Locate every line in the records below that contains the string "target", and copy each of those lines in full.
"""
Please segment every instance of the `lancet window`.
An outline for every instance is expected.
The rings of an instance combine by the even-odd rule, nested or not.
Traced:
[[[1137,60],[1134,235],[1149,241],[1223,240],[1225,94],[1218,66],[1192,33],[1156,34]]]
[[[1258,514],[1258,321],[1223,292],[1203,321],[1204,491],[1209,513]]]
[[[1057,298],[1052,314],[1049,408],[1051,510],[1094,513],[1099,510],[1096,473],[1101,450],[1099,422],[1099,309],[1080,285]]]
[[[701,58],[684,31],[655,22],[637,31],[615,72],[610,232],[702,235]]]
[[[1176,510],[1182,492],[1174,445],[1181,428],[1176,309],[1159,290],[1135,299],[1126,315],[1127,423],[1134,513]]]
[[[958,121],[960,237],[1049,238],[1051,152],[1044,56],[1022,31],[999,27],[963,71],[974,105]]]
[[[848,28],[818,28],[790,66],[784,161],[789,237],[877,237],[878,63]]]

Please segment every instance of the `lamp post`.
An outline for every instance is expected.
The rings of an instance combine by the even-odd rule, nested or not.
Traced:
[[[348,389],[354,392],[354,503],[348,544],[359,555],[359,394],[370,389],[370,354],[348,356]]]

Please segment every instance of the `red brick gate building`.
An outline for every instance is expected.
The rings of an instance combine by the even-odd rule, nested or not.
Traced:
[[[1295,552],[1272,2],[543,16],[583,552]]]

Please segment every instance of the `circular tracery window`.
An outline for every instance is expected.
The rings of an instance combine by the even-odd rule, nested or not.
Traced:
"""
"""
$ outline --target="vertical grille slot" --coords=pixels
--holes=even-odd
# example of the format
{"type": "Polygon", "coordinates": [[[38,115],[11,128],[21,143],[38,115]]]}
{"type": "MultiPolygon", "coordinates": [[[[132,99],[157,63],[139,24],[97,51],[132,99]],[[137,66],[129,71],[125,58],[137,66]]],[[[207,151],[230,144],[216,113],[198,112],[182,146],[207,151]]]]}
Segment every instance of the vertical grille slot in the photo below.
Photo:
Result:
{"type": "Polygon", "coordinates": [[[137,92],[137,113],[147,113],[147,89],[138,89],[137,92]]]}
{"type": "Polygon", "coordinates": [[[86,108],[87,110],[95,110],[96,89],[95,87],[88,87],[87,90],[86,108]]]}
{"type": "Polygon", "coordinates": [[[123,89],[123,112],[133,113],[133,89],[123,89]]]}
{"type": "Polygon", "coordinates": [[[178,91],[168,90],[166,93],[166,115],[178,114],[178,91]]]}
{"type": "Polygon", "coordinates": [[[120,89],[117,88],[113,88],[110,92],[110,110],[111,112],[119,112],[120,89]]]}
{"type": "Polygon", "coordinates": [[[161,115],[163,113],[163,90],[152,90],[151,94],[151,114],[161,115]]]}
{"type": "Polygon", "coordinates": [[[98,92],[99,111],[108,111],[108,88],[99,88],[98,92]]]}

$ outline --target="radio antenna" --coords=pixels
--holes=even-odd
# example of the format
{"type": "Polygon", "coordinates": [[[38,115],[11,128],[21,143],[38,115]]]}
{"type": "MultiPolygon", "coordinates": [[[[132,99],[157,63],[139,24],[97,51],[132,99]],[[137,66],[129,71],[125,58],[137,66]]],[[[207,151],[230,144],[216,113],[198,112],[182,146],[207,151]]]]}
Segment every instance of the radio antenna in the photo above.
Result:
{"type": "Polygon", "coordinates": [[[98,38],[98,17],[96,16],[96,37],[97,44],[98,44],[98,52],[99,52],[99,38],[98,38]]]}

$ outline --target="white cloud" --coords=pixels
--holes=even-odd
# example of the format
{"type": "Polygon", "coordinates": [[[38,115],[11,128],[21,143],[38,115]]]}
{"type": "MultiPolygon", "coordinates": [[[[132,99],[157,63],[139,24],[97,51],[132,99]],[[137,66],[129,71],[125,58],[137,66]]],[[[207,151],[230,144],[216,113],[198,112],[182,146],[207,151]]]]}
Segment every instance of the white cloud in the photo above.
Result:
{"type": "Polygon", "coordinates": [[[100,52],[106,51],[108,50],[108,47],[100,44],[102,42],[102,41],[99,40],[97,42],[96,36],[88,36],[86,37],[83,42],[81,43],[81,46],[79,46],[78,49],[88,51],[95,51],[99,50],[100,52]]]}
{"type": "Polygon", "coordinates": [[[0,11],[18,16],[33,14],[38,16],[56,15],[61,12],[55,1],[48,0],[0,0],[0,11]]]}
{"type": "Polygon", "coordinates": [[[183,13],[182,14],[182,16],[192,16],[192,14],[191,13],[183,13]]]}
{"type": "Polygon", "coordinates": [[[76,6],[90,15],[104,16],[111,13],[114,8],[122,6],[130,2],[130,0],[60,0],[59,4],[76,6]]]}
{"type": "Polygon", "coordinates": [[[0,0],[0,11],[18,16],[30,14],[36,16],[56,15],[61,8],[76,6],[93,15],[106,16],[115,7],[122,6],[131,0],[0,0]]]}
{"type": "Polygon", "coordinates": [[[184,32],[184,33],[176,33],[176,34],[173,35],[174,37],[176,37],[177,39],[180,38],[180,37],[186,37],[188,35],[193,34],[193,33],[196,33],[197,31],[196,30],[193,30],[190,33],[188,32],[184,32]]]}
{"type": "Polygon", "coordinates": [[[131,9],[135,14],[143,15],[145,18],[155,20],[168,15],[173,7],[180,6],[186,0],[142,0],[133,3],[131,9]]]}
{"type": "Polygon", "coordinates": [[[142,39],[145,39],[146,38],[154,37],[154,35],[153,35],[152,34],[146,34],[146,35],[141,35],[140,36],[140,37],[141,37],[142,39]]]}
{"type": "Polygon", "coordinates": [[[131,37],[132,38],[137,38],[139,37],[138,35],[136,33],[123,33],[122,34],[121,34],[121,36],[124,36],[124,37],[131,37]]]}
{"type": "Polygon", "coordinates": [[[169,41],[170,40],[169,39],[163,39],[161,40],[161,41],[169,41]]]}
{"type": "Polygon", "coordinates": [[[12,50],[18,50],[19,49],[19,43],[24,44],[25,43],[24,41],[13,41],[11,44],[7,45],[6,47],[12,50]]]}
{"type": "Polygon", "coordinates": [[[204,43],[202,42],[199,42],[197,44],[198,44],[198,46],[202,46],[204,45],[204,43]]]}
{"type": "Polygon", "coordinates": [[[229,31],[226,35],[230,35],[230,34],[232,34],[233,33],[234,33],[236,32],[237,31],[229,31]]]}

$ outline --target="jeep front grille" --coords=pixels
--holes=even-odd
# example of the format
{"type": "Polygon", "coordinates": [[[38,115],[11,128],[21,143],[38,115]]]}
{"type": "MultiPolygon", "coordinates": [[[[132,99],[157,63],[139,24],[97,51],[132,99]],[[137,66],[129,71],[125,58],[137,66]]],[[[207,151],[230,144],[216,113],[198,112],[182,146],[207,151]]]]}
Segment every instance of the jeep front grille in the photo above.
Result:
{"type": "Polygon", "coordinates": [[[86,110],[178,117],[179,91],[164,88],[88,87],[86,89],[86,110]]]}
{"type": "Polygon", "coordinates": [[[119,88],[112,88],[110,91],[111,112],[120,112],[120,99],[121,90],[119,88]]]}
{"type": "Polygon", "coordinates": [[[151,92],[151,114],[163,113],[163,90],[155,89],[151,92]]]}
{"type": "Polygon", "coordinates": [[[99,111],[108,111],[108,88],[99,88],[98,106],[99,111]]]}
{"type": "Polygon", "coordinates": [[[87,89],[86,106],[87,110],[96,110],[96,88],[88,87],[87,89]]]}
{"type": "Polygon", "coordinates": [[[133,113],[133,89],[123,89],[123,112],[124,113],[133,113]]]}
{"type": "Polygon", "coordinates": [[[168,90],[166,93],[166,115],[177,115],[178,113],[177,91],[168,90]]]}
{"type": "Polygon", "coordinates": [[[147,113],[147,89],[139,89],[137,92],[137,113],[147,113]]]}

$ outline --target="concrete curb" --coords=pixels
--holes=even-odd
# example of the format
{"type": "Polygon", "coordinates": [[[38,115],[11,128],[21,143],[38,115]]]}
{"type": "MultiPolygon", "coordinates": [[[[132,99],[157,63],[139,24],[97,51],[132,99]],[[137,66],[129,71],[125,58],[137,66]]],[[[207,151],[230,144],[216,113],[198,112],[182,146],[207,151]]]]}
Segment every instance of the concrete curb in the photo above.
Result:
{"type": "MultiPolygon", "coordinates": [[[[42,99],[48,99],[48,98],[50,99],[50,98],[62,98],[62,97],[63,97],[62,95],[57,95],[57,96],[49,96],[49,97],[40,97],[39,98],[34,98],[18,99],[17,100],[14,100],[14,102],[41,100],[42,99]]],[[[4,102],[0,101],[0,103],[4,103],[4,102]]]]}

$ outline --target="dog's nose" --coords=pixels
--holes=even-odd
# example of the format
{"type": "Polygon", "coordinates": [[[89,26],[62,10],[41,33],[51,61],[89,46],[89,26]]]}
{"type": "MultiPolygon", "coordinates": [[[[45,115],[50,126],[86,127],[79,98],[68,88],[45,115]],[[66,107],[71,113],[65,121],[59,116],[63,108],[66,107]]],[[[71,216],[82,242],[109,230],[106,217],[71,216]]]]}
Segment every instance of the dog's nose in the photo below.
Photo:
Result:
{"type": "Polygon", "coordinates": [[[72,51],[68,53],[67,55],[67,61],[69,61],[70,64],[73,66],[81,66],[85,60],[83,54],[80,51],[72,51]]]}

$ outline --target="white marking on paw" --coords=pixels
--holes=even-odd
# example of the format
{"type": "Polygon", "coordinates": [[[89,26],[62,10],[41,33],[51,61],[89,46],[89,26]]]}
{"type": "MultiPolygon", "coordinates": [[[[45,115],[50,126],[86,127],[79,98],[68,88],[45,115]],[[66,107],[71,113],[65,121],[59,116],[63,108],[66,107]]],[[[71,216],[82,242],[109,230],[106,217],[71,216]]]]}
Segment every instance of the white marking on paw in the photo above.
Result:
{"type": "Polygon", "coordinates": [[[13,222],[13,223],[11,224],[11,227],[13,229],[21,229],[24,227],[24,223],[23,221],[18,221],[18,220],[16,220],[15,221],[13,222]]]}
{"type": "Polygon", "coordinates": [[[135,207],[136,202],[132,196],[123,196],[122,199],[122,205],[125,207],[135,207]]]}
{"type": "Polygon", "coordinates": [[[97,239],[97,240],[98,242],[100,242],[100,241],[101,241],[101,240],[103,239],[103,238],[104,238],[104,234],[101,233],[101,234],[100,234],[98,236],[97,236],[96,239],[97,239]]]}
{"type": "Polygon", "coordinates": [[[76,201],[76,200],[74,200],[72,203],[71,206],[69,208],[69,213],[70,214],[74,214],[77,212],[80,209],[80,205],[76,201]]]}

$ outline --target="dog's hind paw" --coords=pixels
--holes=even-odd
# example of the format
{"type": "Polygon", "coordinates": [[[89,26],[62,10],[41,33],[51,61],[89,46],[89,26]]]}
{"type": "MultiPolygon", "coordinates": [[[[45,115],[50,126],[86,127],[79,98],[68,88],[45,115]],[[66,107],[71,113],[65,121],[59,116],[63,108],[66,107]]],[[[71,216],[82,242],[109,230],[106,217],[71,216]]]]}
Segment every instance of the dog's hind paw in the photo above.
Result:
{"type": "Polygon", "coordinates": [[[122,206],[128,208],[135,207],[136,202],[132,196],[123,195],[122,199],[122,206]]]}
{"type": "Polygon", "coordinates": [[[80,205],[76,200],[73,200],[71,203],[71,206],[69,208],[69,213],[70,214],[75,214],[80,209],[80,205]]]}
"""
» WRITTEN REPLY:
$ outline --target="vertical grille slot" --coords=pixels
$ outline --target="radio antenna" --coords=pixels
$ outline --target="white cloud" --coords=pixels
$ outline --target="jeep front grille" --coords=pixels
$ outline --target="concrete curb" --coords=pixels
$ outline --target="dog's nose" --coords=pixels
$ outline --target="white marking on paw" --coords=pixels
$ outline --target="dog's hind paw" --coords=pixels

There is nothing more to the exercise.